**Stated goal**
Can you sum up the interview excerpt below in two sentences?

Your notes at the end of the book are a reminder of how much Hobo’s Daughter is about history.  How do you manage to keep the feeling of reading it consistently “private” and “personal,” all the while keeping the narrative open onto something “public” and “political”?

KN: My grandfather’s and father’s generation, and my own, exemplify the ongoing gathering of wealth into the hands of a few, where there is a huge wealth grab with each depression/recession.  So the “ideal of justice” you mentioned, particularly economic justice, is not real.  My book covers, roughly, the historical period of the 1920s to 2010.  Like my grandparents, who lost the homestead in the Great Depression, I lost my house and much of my life savings in the Great Recession.  So what happens historically and politically has so much impact on our personal lives!  In that sense, the personal narrative couldn’t help but open onto the political.

**Saved entries**
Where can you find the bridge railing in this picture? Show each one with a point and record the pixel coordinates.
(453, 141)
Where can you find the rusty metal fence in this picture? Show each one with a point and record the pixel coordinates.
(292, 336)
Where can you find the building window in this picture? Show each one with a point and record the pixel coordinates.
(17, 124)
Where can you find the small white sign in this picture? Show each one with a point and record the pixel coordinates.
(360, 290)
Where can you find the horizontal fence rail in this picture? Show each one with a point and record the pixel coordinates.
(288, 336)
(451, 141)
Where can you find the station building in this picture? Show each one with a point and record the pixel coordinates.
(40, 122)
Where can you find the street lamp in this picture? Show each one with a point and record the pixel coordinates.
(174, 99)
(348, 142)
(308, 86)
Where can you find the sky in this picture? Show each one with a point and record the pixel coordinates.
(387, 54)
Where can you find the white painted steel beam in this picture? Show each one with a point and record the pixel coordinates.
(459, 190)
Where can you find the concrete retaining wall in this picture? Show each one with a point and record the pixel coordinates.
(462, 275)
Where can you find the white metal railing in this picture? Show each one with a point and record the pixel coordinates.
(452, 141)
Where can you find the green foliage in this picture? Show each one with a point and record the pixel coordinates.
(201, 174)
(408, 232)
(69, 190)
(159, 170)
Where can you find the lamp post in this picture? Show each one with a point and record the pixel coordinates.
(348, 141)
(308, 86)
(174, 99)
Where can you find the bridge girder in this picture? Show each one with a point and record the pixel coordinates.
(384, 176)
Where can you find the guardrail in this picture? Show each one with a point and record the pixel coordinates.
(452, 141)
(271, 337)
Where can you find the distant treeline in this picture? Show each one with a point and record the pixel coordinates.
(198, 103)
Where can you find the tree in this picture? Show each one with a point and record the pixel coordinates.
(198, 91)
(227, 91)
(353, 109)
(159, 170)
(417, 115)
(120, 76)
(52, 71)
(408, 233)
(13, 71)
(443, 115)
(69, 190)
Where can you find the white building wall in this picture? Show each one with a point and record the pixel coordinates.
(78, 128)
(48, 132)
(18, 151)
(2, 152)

**Task answer**
KN says that the generations of KN's grandfather, father and KN show wealth repeatedly gathering into the hands of a few with each depression or recession, so economic justice is not real, and that the book covers roughly the 1920s to 2010. Because KN's grandparents lost their homestead in the Great Depression and KN lost a house and much of a life's savings in the Great Recession, the personal narrative couldn't help but open onto the political.